Given passage -
☆ ☆ ☆ ☆ ☆

I enjoyed the Dawn of the Dead remake, and 300 (I haven’t yet seen Watchmen), but for me Snyder is a geek director. A fan, who has some talent for visualisation and who is in a position to make movies. That’s not knocking him, three successful films is nothing to sniff at, but I don’t think he’s a considered or reflective director. Links between sex and death are in his work because he finds sex and violence cool, not because he is drawing a deeper metaphor.
In History of Violence Cronenberg talks about issues of the impact of the past, not only in Vigo’s own past literally returning to him and his old personality swallowing his new one, but also in his son once contaminated by knowledge of the past beginning to recapitulate it. In Eastern Promises, Richard is spot on about the way in which Cassell sublimates desire into violence, and the film also looks closely at the glamour and appeal of violence and it’s brutal simplicity.

☆ ☆ ☆ ☆ ☆

Listing -
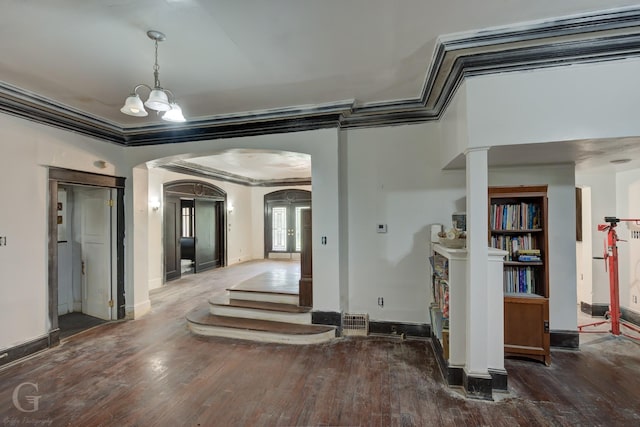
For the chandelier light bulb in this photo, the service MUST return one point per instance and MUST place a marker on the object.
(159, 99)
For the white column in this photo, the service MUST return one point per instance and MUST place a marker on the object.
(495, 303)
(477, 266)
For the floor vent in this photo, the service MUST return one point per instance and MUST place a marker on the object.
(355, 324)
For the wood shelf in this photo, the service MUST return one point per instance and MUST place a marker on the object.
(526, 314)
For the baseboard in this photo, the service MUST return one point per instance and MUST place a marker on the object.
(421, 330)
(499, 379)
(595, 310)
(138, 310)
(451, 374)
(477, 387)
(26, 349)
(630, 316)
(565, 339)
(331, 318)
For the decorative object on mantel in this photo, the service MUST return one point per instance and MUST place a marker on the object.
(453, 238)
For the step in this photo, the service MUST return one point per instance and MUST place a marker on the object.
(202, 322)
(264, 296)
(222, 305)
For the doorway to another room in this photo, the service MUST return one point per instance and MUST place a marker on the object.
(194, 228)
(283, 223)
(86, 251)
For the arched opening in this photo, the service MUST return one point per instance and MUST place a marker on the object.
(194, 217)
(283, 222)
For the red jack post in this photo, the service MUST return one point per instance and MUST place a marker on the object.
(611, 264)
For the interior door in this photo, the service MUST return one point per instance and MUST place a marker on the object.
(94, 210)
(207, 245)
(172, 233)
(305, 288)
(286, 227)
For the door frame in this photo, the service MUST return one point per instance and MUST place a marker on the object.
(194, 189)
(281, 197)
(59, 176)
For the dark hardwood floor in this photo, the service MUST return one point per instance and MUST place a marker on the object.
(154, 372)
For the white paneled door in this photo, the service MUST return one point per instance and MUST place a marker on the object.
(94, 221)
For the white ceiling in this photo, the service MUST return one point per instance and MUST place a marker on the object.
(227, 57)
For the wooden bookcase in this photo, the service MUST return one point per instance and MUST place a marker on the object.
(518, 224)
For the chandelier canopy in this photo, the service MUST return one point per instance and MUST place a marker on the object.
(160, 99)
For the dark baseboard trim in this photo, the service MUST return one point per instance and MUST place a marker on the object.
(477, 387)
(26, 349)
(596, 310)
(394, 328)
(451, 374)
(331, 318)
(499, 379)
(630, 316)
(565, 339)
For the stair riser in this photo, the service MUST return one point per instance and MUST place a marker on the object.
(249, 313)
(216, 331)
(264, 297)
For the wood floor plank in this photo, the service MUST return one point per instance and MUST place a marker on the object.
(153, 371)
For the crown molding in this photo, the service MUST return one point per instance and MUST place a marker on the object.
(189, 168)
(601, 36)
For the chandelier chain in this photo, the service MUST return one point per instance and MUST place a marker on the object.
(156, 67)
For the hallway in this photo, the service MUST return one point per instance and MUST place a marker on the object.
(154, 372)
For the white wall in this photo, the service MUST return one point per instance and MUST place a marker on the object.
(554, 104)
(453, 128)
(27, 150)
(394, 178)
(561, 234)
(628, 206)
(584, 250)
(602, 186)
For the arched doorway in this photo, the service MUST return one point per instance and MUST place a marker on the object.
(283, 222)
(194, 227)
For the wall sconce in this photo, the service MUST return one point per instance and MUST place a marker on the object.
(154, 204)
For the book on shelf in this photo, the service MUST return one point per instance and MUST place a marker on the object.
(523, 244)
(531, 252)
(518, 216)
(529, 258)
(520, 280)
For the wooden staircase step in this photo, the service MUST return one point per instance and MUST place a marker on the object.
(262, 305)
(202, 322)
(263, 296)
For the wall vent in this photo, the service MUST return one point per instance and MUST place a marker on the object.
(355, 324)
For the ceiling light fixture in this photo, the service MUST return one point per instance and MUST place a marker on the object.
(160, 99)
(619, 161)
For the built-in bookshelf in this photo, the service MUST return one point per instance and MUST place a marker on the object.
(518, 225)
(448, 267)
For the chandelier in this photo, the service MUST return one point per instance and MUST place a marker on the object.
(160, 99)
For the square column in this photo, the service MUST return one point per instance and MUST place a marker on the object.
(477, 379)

☆ ☆ ☆ ☆ ☆

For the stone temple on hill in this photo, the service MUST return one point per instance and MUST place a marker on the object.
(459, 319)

☆ ☆ ☆ ☆ ☆

Please retype the passage about film directors word for word, starting with "I enjoyed the" and going on through "a deeper metaphor.". The entries have nothing to do with what follows.

I enjoyed the Dawn of the Dead remake, and 300 (I haven’t yet seen Watchmen), but for me Snyder is a geek director. A fan, who has some talent for visualisation and who is in a position to make movies. That’s not knocking him, three successful films is nothing to sniff at, but I don’t think he’s a considered or reflective director. Links between sex and death are in his work because he finds sex and violence cool, not because he is drawing a deeper metaphor.